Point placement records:
▼

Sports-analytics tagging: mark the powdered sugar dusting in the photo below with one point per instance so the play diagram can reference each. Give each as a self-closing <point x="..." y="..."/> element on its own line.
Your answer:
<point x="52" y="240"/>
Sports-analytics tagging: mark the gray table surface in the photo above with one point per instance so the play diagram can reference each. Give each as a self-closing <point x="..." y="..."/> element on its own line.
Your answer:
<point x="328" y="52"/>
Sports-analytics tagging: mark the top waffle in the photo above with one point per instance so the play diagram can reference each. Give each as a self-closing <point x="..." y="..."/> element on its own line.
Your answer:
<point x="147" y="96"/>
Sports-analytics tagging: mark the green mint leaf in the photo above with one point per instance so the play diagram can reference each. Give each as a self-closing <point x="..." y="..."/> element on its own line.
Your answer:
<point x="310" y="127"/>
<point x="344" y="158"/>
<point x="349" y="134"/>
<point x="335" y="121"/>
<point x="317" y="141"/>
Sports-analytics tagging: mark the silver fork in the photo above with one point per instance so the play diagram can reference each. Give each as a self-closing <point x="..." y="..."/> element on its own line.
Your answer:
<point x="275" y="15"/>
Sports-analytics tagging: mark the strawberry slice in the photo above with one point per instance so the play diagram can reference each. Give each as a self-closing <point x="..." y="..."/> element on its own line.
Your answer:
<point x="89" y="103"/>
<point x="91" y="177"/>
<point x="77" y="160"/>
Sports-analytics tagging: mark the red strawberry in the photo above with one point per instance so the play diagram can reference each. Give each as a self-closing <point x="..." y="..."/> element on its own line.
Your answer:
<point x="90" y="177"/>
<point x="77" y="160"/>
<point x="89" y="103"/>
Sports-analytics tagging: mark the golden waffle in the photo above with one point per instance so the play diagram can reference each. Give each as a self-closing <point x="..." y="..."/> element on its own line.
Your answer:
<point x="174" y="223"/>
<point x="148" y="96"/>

▲

_Exercise directions_.
Can you recast every line of the items above as a Markdown table with a column named Row for the row number and a column named Item line for the line, skipping any blank lines?

_Solution for this exercise_.
| Row | Item line |
|---|---|
| 1 | Sports-analytics tagging: mark the powdered sugar dusting in the photo below with one point per instance so the play diagram can reference each. Give each as a self-closing <point x="..." y="..."/> element on its own line. |
| 2 | Your answer: |
| 3 | <point x="52" y="240"/> |
| 4 | Sports-analytics tagging: mark the gray table surface in the photo above with one point per instance so the play diagram can reference each. Give each as a self-closing <point x="..." y="..."/> element on its own line. |
| 5 | Your answer: |
| 6 | <point x="328" y="52"/> |
| 7 | Sports-analytics tagging: mark the top waffle in the photo above with one point per instance so the play diagram can reference each. Give each as a self-closing <point x="..." y="..."/> element on its own line. |
| 8 | Your answer: |
| 9 | <point x="147" y="96"/> |
| 10 | Sports-analytics tagging: mark the green mint leaf in the photo above with one point per instance so the play diagram can reference each. Give each as a self-closing <point x="..." y="..."/> element on its own line. |
| 11 | Your answer: |
| 12 | <point x="310" y="127"/> |
| 13 | <point x="344" y="158"/> |
| 14 | <point x="349" y="134"/> |
| 15 | <point x="335" y="121"/> |
| 16 | <point x="317" y="141"/> |
| 17 | Sports-analytics tagging: mark the silver fork in the photo above with one point per instance so the play diagram can reference each. Give each as a self-closing <point x="..." y="..."/> element on its own line. |
| 18 | Your answer: |
| 19 | <point x="275" y="15"/> |
| 20 | Sports-analytics tagging: mark the strawberry slice in the photo above with one point per instance so the play diagram can reference each. Give each as a self-closing <point x="..." y="..."/> element on its own line. |
| 21 | Your answer: |
| 22 | <point x="89" y="103"/> |
| 23 | <point x="91" y="177"/> |
| 24 | <point x="77" y="160"/> |
| 25 | Sports-analytics tagging: mark the red strawberry in the photo above with one point per instance so the play diagram can reference each. Give each as a self-closing <point x="..." y="..."/> element on its own line. |
| 26 | Your answer: |
| 27 | <point x="90" y="177"/> |
| 28 | <point x="77" y="160"/> |
| 29 | <point x="89" y="103"/> |
| 30 | Sports-analytics tagging: mark the golden waffle in the photo above with one point per instance so the play diagram can reference each. Give each as a self-closing <point x="..." y="..."/> element on its own line. |
| 31 | Your answer: |
| 32 | <point x="174" y="223"/> |
| 33 | <point x="148" y="96"/> |